GOAL OF THE EXERCISE » Write out every line of the data below exactly as given.

-- Opening Marker --

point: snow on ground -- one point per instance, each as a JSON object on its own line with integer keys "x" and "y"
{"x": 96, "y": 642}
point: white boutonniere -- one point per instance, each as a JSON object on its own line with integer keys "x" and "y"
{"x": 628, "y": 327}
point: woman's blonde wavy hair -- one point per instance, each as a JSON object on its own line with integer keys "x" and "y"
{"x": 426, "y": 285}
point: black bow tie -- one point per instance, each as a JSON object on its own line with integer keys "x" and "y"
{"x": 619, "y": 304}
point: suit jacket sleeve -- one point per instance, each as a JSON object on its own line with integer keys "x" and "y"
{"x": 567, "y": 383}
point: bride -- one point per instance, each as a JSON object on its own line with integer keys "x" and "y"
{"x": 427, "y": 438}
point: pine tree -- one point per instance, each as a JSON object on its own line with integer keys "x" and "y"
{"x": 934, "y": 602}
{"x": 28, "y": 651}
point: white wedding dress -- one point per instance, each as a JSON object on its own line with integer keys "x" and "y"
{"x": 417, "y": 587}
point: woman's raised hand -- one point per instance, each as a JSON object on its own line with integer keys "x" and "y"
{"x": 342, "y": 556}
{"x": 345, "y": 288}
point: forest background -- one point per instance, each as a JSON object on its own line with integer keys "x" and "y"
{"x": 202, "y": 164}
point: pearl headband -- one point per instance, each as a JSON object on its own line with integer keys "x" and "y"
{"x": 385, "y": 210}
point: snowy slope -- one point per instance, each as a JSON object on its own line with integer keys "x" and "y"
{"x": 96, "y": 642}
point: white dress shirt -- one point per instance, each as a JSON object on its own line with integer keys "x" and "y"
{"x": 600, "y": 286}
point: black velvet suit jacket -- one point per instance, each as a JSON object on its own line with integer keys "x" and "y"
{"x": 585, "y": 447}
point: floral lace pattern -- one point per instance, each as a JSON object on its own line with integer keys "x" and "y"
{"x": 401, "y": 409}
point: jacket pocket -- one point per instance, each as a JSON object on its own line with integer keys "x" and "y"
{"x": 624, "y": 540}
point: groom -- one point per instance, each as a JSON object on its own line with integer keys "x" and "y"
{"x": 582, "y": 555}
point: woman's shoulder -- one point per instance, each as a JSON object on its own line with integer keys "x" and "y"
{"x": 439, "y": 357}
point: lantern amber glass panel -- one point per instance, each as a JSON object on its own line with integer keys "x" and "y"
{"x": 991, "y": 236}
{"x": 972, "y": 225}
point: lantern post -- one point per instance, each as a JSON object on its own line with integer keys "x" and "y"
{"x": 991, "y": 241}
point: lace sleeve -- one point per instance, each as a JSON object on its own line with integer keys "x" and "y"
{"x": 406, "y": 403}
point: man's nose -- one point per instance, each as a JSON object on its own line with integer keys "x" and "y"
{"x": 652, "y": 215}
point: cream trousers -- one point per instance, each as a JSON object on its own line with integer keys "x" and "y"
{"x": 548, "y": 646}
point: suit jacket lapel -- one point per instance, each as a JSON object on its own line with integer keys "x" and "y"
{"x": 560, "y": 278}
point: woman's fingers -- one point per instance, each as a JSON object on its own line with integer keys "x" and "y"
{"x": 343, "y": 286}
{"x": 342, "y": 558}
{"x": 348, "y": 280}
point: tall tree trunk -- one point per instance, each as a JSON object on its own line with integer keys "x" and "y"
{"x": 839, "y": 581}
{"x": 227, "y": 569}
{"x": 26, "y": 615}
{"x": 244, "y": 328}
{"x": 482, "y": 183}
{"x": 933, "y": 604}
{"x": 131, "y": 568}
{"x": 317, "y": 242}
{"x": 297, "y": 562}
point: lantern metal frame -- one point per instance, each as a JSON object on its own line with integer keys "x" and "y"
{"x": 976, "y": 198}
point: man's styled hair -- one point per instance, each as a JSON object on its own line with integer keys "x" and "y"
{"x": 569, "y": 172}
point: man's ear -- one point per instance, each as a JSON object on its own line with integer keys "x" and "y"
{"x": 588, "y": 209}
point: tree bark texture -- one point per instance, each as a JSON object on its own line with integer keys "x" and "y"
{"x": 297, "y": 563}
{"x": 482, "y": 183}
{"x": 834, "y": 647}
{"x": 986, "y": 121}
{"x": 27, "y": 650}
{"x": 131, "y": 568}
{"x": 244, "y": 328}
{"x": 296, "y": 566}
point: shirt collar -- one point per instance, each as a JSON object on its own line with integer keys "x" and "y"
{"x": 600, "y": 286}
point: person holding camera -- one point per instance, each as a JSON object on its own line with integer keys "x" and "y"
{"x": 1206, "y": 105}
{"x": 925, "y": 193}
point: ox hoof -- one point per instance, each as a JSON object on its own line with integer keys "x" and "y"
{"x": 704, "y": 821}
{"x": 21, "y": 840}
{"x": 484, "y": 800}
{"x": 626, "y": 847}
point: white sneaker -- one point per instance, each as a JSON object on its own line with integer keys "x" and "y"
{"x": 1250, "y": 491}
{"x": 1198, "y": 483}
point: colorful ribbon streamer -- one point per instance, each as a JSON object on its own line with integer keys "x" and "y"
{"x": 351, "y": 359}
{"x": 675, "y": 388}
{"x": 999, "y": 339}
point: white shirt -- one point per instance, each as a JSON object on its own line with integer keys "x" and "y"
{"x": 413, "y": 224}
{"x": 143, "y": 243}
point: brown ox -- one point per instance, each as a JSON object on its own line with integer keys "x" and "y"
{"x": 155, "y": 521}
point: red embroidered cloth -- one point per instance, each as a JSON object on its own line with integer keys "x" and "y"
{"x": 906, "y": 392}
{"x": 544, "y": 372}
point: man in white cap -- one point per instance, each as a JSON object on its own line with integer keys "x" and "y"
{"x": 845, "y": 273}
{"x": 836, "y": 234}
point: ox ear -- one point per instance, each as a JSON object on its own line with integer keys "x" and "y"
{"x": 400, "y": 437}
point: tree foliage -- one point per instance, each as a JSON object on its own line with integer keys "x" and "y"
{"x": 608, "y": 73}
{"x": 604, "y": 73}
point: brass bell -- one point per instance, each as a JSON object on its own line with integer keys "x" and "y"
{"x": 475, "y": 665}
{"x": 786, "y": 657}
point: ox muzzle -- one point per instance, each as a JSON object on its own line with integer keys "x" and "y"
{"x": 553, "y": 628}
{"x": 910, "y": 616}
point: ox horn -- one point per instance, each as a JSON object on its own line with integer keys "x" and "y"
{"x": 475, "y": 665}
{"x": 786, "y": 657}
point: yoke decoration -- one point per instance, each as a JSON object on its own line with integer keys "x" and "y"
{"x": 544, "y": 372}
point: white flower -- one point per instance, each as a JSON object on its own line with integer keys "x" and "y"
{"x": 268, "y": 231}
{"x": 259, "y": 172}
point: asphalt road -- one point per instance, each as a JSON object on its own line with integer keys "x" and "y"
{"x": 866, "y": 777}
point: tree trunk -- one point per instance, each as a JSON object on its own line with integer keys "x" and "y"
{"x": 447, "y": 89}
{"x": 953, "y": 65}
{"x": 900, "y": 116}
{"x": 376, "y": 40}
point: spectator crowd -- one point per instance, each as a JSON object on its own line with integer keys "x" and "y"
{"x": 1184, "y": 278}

-- Closing Marker --

ANSWER SECTION »
point: snow on ground -- one point per instance, each as a JSON object on its own line with integer keys "x" and "y"
{"x": 96, "y": 642}
point: white boutonniere -- one point per instance, each as a JSON object on its own line with integer keys "x" and "y"
{"x": 628, "y": 327}
point: woman's blonde wavy hair -- one point per instance, each as a JSON object on its own line with integer keys "x" and "y"
{"x": 426, "y": 285}
point: black bow tie -- one point per instance, each as a JSON object on its own line with integer keys "x" and "y"
{"x": 619, "y": 304}
point: suit jacket sleeve -- one point per instance, each as a JSON object on its own line with integer keys "x" and "y"
{"x": 567, "y": 383}
point: bride -- one point per instance, each as a JSON object on its own line with integer keys "x" and "y"
{"x": 427, "y": 438}
point: pine tree -- one point per instance, each as a JSON object on its own line with integer keys "x" and "y"
{"x": 934, "y": 602}
{"x": 28, "y": 651}
point: white wedding dress -- one point per instance, each as a JSON object on its own line with integer keys "x" and "y"
{"x": 417, "y": 587}
point: woman's raised hand -- one point per instance, each as a JSON object on its own line with integer keys "x" and "y"
{"x": 342, "y": 556}
{"x": 345, "y": 288}
point: forest background -- one point per instance, each as a JSON object on its own line with integer keys "x" and "y"
{"x": 202, "y": 164}
point: pearl headband -- one point per instance, each as a JSON object on its own line with integer keys "x" and "y"
{"x": 385, "y": 210}
point: snowy slope -- one point per instance, each as a JSON object on its own line with integer keys "x" and "y"
{"x": 96, "y": 642}
point: white dress shirt -- one point per instance, each as a JSON object on its own line with integer keys "x" and "y"
{"x": 600, "y": 286}
point: black velvet suit jacket -- one point per instance, each as a JSON object on its own line with integer keys "x" and "y"
{"x": 585, "y": 447}
point: floral lace pattern -- one point per instance, each as a JSON object on its own line with integer keys "x" and "y"
{"x": 401, "y": 409}
point: jacket pocket -- one point per instance, each as a JSON object on its own line with integer keys "x" and "y"
{"x": 624, "y": 540}
point: groom -- one point per instance, each as a JSON object on its own line with integer keys "x" and "y"
{"x": 582, "y": 555}
point: woman's shoulder -- one point per instance, each as a JSON object on its own line with integer keys "x" and "y"
{"x": 439, "y": 357}
point: lantern amber glass panel -- one point per instance, each as a JSON object on its own line with integer keys "x" and "y"
{"x": 991, "y": 236}
{"x": 972, "y": 225}
point: lantern post -- one point per instance, each as a JSON object on its own line with integer keys "x" and "y"
{"x": 991, "y": 241}
point: lace sleeve -- one point per instance, each as a JSON object on its own line with integer keys "x" and "y"
{"x": 406, "y": 403}
point: man's nose -- one point per instance, each as a JSON object on its own line with integer keys "x" and "y"
{"x": 652, "y": 215}
point: cream trousers -- one point per instance, each as a JSON object on its own line with integer keys "x" and "y"
{"x": 548, "y": 646}
point: suit jacket lapel -- one point per instance, each as a JSON object on its own line with integer keys "x" and "y"
{"x": 560, "y": 278}
point: woman's fingers -- one point per instance, each as a JSON object on its own line with integer keys "x" and "y"
{"x": 343, "y": 286}
{"x": 342, "y": 558}
{"x": 348, "y": 280}
point: tall tree trunk -- one point per instance, each as a JSON object on its own line with integer keys "x" and "y"
{"x": 839, "y": 581}
{"x": 227, "y": 569}
{"x": 26, "y": 615}
{"x": 244, "y": 328}
{"x": 482, "y": 183}
{"x": 933, "y": 604}
{"x": 131, "y": 568}
{"x": 317, "y": 242}
{"x": 297, "y": 562}
point: lantern metal frame -- one point per instance, each as a JSON object on its own line with integer keys "x" and "y"
{"x": 976, "y": 198}
point: man's styled hair -- one point per instance, each as a JSON object on its own line with integer keys "x" and "y"
{"x": 569, "y": 172}
point: man's ear -- one point per instance, each as a JSON object on its own line with integer keys "x" and "y"
{"x": 588, "y": 209}
point: tree bark texture -- one point per instance, each as a JSON object on its own line with integer keys "x" and "y"
{"x": 297, "y": 563}
{"x": 482, "y": 183}
{"x": 834, "y": 647}
{"x": 986, "y": 121}
{"x": 27, "y": 650}
{"x": 131, "y": 568}
{"x": 244, "y": 328}
{"x": 296, "y": 566}
point: shirt collar -- one point per instance, each as a JSON object on its own line with integer keys "x" and "y"
{"x": 600, "y": 286}
point: person holding camera -- one point per instance, each as a JSON object on its own line with integer keys "x" and "y"
{"x": 1206, "y": 105}
{"x": 925, "y": 193}
point: ox hoof -- one point per instance, each as a JSON object on its own line with integer keys "x" and "y"
{"x": 704, "y": 821}
{"x": 21, "y": 840}
{"x": 484, "y": 800}
{"x": 626, "y": 847}
point: white sneaker -- one point per instance, each as a JSON object on its own line with integer keys "x" and "y"
{"x": 1250, "y": 491}
{"x": 1198, "y": 483}
point: colorful ribbon streamer -- one point per instance, each as a JSON object on its own line with integer keys "x" and "y"
{"x": 351, "y": 359}
{"x": 675, "y": 388}
{"x": 999, "y": 339}
point: white shirt -- one point per instance, each as a JSON object on its own line with integer keys "x" and "y"
{"x": 413, "y": 224}
{"x": 143, "y": 243}
point: brown ox -- one point per instance, each as a JSON object on its own line with integer keys "x" and "y"
{"x": 155, "y": 521}
point: red embroidered cloth -- one point per instance, each as a JSON object on its own line with integer keys "x" and "y"
{"x": 906, "y": 392}
{"x": 544, "y": 372}
point: man in white cap -- one point per instance, each as a JSON object on its own line with integer keys "x" and "y"
{"x": 845, "y": 273}
{"x": 836, "y": 234}
point: ox ear -- one point per instance, each as a JSON object on its own line with integer keys "x" and "y"
{"x": 400, "y": 437}
point: tree foliage -- one point per instance, each as a JSON object on its own line with integer keys "x" and "y"
{"x": 608, "y": 73}
{"x": 604, "y": 73}
point: brass bell -- one point per instance, each as a JSON object on its own line with integer keys "x" and "y"
{"x": 475, "y": 665}
{"x": 786, "y": 657}
point: ox muzzle -- one point per instance, each as a JSON object on its own line with integer keys "x" and "y"
{"x": 553, "y": 628}
{"x": 910, "y": 616}
point: ox horn -- one point per instance, each as a JSON object on its own line with integer keys "x" and "y"
{"x": 475, "y": 665}
{"x": 786, "y": 657}
point: yoke decoration -- one point per instance, each as a JSON object on its own line with integer keys "x" and "y"
{"x": 544, "y": 372}
point: white flower -- one point per instance, each as a JSON object on its own line with integer keys "x" and "y"
{"x": 268, "y": 231}
{"x": 259, "y": 172}
point: asphalt road -- one point per instance, each as a JSON object on its own line with integer keys "x" and "y"
{"x": 866, "y": 777}
point: tree trunk -- one point per instance, each as a JSON object on its own line with integer keys "x" and "y"
{"x": 447, "y": 89}
{"x": 953, "y": 65}
{"x": 900, "y": 116}
{"x": 376, "y": 40}
point: spectator crowd -- one point per instance, each as a JSON object on its own line with integer keys "x" and "y"
{"x": 1184, "y": 278}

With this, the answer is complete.